# Working data:

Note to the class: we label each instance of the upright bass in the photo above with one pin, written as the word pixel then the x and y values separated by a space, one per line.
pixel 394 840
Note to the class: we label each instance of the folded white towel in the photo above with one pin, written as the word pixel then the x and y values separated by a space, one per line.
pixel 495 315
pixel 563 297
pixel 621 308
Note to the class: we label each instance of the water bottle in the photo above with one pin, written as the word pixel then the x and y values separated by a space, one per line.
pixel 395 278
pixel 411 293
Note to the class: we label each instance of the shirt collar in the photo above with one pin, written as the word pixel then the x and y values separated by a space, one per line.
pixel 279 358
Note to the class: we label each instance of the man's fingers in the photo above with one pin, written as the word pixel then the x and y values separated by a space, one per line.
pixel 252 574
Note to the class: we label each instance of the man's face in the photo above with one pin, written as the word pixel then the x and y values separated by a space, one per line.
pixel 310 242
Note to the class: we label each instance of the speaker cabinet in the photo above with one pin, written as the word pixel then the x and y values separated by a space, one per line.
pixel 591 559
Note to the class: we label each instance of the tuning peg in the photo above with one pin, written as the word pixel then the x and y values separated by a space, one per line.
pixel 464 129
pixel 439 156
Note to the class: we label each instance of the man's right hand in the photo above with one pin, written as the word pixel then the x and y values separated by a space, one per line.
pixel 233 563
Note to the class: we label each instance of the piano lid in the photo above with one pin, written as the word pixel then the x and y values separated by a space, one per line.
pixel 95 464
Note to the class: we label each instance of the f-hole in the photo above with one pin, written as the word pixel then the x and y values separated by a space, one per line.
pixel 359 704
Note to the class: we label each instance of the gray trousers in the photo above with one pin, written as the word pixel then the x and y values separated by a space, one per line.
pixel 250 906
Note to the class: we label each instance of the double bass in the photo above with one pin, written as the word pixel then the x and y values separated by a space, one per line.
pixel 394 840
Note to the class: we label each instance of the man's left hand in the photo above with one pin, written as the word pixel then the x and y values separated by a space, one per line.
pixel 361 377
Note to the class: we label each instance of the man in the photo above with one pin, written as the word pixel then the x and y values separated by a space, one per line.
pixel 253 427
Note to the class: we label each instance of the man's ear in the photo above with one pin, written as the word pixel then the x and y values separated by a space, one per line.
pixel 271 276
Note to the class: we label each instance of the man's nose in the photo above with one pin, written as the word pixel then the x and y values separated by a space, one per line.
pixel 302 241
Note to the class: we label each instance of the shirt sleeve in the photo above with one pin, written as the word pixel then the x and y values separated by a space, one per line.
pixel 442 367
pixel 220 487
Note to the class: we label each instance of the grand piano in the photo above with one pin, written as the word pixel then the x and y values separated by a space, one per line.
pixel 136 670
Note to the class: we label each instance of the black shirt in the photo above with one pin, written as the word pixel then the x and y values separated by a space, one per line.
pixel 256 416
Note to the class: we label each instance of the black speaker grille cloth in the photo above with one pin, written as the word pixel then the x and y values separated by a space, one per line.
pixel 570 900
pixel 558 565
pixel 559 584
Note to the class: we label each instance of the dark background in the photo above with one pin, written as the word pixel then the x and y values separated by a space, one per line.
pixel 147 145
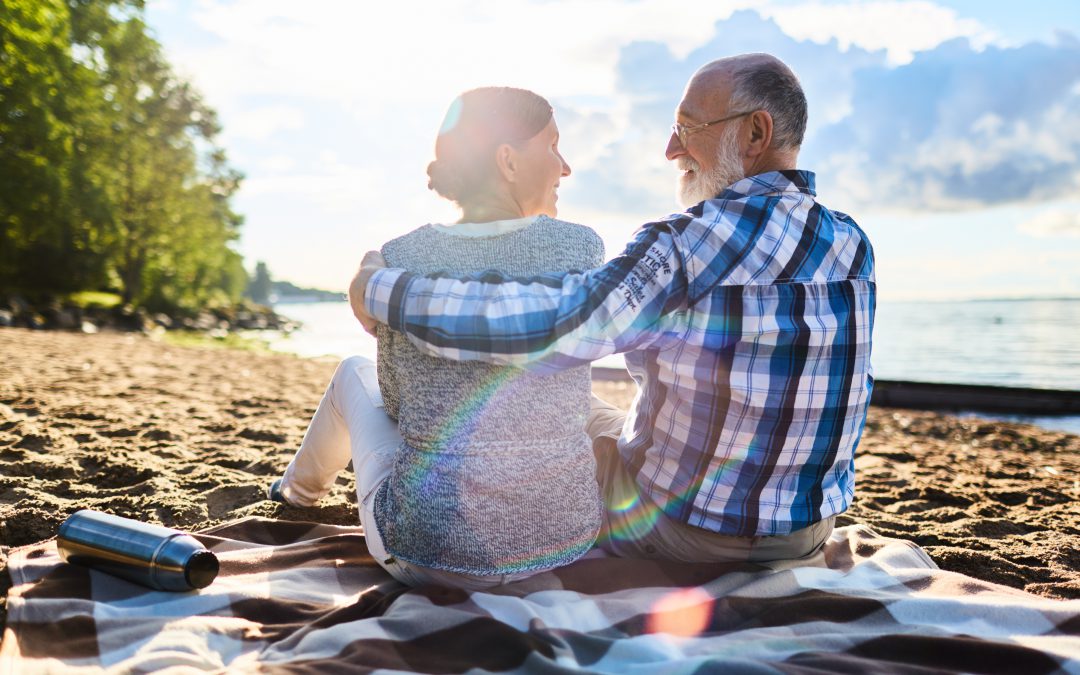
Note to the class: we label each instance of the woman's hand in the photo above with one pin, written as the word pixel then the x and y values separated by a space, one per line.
pixel 373 261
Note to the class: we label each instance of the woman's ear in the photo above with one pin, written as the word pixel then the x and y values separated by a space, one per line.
pixel 505 160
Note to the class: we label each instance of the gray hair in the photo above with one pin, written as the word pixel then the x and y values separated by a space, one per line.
pixel 770 85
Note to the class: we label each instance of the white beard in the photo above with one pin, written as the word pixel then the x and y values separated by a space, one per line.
pixel 728 169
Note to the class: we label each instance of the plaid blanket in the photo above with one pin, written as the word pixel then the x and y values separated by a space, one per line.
pixel 298 596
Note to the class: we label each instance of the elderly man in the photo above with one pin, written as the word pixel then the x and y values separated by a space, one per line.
pixel 745 321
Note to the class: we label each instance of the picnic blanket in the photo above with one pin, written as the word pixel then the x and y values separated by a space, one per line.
pixel 300 597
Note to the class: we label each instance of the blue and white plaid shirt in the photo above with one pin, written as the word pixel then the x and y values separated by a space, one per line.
pixel 746 323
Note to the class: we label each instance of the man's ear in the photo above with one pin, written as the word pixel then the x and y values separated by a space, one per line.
pixel 505 160
pixel 760 133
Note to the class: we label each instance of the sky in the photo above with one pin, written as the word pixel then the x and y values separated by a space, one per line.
pixel 948 130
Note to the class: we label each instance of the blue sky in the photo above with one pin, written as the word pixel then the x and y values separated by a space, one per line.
pixel 950 131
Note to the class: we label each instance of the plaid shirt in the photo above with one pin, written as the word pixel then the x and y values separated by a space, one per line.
pixel 746 323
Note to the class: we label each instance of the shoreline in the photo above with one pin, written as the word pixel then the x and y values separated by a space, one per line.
pixel 191 436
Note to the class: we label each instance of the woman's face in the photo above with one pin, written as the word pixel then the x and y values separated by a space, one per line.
pixel 539 171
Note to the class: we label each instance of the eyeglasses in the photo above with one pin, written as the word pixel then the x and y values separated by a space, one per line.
pixel 682 131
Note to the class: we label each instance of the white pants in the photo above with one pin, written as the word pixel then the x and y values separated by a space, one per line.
pixel 351 423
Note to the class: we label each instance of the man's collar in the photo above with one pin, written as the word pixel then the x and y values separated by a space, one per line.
pixel 770 183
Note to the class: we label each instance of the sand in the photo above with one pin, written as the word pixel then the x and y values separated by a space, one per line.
pixel 191 437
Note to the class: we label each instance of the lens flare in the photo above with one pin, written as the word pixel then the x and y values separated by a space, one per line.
pixel 684 613
pixel 444 449
pixel 453 117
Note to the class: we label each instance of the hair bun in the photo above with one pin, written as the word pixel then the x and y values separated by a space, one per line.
pixel 444 180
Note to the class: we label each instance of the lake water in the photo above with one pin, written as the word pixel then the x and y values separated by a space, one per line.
pixel 1010 342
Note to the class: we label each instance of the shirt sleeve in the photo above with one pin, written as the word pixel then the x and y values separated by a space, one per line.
pixel 550 321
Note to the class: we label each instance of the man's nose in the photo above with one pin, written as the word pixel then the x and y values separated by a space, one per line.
pixel 675 148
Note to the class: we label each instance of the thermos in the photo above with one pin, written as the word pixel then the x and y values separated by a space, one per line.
pixel 150 555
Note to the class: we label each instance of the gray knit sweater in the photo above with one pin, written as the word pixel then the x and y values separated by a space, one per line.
pixel 495 473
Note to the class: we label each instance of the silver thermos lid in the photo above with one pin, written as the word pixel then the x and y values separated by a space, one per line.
pixel 151 555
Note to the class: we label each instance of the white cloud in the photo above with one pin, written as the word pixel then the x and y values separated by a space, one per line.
pixel 260 123
pixel 899 27
pixel 1053 223
pixel 332 107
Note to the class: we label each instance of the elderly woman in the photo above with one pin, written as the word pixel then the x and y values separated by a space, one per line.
pixel 469 474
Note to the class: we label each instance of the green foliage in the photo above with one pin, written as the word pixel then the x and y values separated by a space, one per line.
pixel 261 285
pixel 93 299
pixel 111 176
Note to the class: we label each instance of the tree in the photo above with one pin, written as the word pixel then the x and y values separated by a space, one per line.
pixel 261 284
pixel 112 177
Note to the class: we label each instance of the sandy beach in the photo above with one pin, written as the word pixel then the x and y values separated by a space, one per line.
pixel 191 436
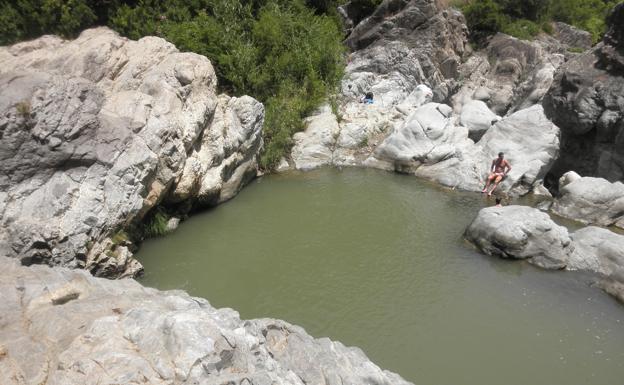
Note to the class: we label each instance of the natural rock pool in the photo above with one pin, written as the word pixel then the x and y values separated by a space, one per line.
pixel 377 260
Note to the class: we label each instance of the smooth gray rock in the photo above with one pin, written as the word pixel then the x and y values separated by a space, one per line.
pixel 431 145
pixel 521 232
pixel 571 36
pixel 585 101
pixel 600 250
pixel 591 201
pixel 478 118
pixel 60 327
pixel 404 44
pixel 509 74
pixel 96 131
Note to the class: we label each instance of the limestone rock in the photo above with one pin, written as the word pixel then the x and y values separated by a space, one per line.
pixel 404 44
pixel 571 36
pixel 585 101
pixel 521 232
pixel 568 178
pixel 63 326
pixel 600 250
pixel 510 74
pixel 592 201
pixel 97 131
pixel 478 118
pixel 314 146
pixel 446 155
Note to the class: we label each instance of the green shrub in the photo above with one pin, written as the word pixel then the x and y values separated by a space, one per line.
pixel 484 18
pixel 286 53
pixel 525 19
pixel 153 225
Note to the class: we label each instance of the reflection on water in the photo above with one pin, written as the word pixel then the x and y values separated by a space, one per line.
pixel 377 260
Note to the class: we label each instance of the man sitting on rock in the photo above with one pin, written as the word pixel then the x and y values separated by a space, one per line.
pixel 499 169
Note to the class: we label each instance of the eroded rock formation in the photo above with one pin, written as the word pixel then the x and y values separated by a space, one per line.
pixel 590 200
pixel 585 100
pixel 63 326
pixel 96 131
pixel 521 232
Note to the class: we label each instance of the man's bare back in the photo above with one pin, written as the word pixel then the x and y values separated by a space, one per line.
pixel 498 170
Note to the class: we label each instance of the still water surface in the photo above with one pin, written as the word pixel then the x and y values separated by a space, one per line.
pixel 377 260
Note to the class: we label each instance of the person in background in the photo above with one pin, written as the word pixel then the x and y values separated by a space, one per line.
pixel 367 98
pixel 499 170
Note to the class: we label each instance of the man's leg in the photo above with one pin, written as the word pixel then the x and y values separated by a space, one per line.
pixel 496 182
pixel 487 182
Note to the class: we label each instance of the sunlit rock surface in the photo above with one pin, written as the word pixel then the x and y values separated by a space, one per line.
pixel 97 131
pixel 61 326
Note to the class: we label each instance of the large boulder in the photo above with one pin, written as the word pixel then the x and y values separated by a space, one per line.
pixel 600 250
pixel 571 36
pixel 404 44
pixel 97 131
pixel 60 326
pixel 520 232
pixel 509 74
pixel 314 146
pixel 437 148
pixel 350 138
pixel 591 201
pixel 585 101
pixel 478 118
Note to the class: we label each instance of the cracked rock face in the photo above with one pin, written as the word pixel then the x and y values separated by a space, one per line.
pixel 585 100
pixel 96 131
pixel 64 327
pixel 509 74
pixel 591 201
pixel 404 44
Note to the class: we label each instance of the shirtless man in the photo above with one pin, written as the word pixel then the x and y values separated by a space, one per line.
pixel 499 169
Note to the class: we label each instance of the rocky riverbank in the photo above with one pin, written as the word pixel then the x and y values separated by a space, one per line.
pixel 521 232
pixel 61 326
pixel 98 131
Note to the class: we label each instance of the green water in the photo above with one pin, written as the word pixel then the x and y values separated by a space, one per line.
pixel 377 260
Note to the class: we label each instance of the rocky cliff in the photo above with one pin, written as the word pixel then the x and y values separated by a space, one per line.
pixel 60 326
pixel 97 131
pixel 585 100
pixel 440 111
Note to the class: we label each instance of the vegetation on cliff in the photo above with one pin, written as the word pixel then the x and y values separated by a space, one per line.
pixel 525 19
pixel 286 53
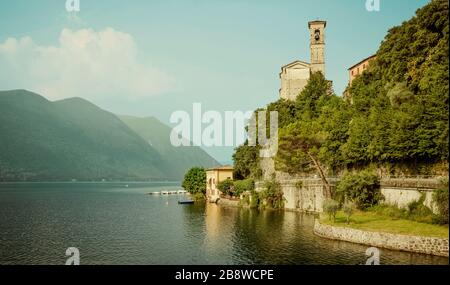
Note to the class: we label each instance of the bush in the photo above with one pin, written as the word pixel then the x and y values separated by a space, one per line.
pixel 418 212
pixel 242 186
pixel 226 187
pixel 198 197
pixel 348 210
pixel 195 181
pixel 440 198
pixel 254 200
pixel 331 207
pixel 362 188
pixel 272 196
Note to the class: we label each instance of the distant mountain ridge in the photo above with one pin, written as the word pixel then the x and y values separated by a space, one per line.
pixel 73 139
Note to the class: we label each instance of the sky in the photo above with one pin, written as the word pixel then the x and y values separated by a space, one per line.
pixel 152 58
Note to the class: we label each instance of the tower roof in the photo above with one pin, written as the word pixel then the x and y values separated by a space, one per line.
pixel 317 22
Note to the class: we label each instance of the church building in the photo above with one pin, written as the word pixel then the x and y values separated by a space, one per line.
pixel 295 75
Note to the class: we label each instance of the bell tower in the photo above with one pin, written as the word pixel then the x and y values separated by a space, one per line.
pixel 317 45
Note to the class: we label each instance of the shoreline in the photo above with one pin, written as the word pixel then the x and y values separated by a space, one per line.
pixel 416 244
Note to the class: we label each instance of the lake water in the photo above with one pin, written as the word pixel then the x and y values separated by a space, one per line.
pixel 114 224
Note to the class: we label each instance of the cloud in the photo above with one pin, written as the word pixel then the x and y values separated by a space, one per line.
pixel 85 63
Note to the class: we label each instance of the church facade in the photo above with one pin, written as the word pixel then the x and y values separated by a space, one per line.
pixel 295 75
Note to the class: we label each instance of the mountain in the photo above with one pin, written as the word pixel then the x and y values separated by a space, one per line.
pixel 74 139
pixel 158 136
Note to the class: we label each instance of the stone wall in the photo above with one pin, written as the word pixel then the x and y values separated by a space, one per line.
pixel 301 194
pixel 426 245
pixel 402 191
pixel 228 202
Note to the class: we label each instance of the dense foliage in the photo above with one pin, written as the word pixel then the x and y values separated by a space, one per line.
pixel 242 186
pixel 272 196
pixel 226 187
pixel 363 189
pixel 441 199
pixel 195 181
pixel 246 162
pixel 331 207
pixel 396 113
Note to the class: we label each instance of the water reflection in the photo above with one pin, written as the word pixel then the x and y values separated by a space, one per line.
pixel 114 225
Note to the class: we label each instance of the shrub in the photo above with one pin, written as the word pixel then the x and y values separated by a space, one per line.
pixel 271 196
pixel 198 197
pixel 440 198
pixel 242 186
pixel 226 187
pixel 254 200
pixel 347 208
pixel 417 211
pixel 195 181
pixel 331 207
pixel 362 188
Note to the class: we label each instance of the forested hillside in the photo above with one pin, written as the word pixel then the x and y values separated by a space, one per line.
pixel 395 119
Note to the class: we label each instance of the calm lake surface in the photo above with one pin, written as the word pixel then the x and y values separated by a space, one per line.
pixel 113 224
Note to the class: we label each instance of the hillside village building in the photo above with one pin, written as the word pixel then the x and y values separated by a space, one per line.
pixel 213 177
pixel 295 75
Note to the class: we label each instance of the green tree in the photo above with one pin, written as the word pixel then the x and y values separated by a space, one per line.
pixel 226 187
pixel 195 181
pixel 362 188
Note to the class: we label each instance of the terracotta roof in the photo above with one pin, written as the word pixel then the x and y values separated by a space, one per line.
pixel 317 22
pixel 223 167
pixel 296 62
pixel 370 57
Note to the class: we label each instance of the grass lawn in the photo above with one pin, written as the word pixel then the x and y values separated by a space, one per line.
pixel 372 221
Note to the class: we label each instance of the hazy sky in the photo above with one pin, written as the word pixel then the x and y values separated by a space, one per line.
pixel 154 57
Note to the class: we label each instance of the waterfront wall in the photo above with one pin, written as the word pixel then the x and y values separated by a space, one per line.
pixel 301 194
pixel 307 193
pixel 402 191
pixel 426 245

# What is being asked:
Copy exactly the lines from the one containing "the green tree" through the last line of the records, both included, and nothing else.

# Solution to this problem:
Note to the class: we label each instance of the green tree in the photo above with one pin, written as the word pixel then the x and y values separated by a space, one per line.
pixel 226 187
pixel 195 181
pixel 362 188
Note to the class: we label each instance of the terracotta roof in the photo above with one pin, written as the word pixel then the x and y values separated by a space, one per line.
pixel 317 22
pixel 223 167
pixel 296 62
pixel 370 57
Note to the class: we label each instance of the grass lawn in the photo above with one pin, written as the word pixel then the x and y values separated by a space, one per line.
pixel 372 221
Note to the class: we label each instance of the hazy sky in the photo above with one pin, written as the word pixel then the x and y values separated by a space, one per line.
pixel 154 57
Note to the class: we label each instance of the waterfront wall in the photo above with one pin, written as the word pixel then the x and y values separated by a space, one per line.
pixel 301 194
pixel 307 193
pixel 402 191
pixel 426 245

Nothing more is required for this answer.